__REQUIREMENT__:
Print the data below line for line, changing nothing.

__RECORD LIST__:
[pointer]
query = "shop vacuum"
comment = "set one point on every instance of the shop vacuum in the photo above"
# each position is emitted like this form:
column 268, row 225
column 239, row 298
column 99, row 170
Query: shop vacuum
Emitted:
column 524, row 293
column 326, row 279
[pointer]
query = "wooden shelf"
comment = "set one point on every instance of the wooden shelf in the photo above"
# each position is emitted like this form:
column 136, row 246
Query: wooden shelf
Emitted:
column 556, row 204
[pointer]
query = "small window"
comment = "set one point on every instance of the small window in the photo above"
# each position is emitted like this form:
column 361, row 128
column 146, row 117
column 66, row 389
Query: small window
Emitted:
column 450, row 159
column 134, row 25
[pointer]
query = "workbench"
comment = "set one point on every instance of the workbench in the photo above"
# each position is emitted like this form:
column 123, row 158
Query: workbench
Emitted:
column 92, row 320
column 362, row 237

__RESULT FOR THIS TASK__:
[pointer]
query = "shop vacuum"
comment = "set one point on every instance of the shop vacuum in the photo above"
# each position is emitted like this form:
column 268, row 225
column 239, row 298
column 99, row 170
Query: shop vacuum
Emitted:
column 524, row 293
column 326, row 279
[pointer]
query = "wooden shelf"
comment = "set one point on every instance of the wooden shelf in the photo above"
# each position is emitted like this form:
column 136, row 246
Query: wooden shelf
Emitted:
column 556, row 204
[pointer]
query = "small window"
comment = "set one point on every instance of the small window in the photo above"
# each position is emitted like this form:
column 361, row 128
column 146, row 117
column 66, row 389
Query: small window
Emitted:
column 450, row 159
column 134, row 25
[pointer]
query = "workbench"
comment = "set one point on every instance of the workbench in the photo above"
# each position is emitted like this form:
column 123, row 158
Query: workbench
Emitted:
column 92, row 320
column 362, row 237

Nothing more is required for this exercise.